*Texto proporcionado:*

Continuamos con reflexiones de José Luis Martín Descalzo sobre los momentos de la vida de Jesús hacia su Muerte y Resurrección…Hoy analizamos la Última Cena, que marcaron su camino…rumbo a la muerte…
José Luis Martín Descalzo/Autor
Todo era ya posible en esta víspera de morir. Dos de los trece reunidos morirán antes de que pasen veinticuatro horas. Y uno de ellos lo sabe. Pero todos huelen que el aire está lleno de espadas.
La cena
Todo está construido en esta cena para evocar aquella huida: el cordero asado al fuego del modo más simple y hacedero; el pan, que había que comer sin levadura, como sin darle tiempo a fermentar. Las hierbas amargas, que evocaban las miserables verduras que los fugitivos arrancaban a un lado y otro del camino para engañar su hambre. La salsa rojiza, en que se moja el pan, como recuerdo de los ladrillos que sus antepasados esclavos se vieron forzados a fabricar para el faraón. Cada detalle está medido para desencadenar los recuerdos de los reunidos y para poner en pie sus almas de judíos y creyentes.
Jesús sigue con puntualidad los ritos de este ágape misterioso. Hace circular las copas, reparte las hierbas amargas. Pero hay en todos sus gestos un tono nuevo, el de quien los hace por primera o por última vez, el temblor que hay en la primera misa de un nuevo sacerdote y en la última comida de un condenado a muerte.
A los apóstoles, lo que les conmueve es ese sabor a despedida.

*Tarea asignada:* Transcriba de forma literal el pasaje del texto sobre la Última Cena que comienza con "Jesús sigue con" y continúa hasta "condenado a muerte.". Las filas siguientes constituyen un material aparte, independiente del texto.

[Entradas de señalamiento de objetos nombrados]
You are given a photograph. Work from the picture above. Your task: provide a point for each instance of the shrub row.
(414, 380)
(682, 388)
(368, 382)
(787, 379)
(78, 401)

*Respuesta final:*
Jesús sigue con puntualidad los ritos de este ágape misterioso. Hace circular las copas, reparte las hierbas amargas. Pero hay en todos sus gestos un tono nuevo, el de quien los hace por primera o por última vez, el temblor que hay en la primera misa de un nuevo sacerdote y en la última comida de un condenado a muerte.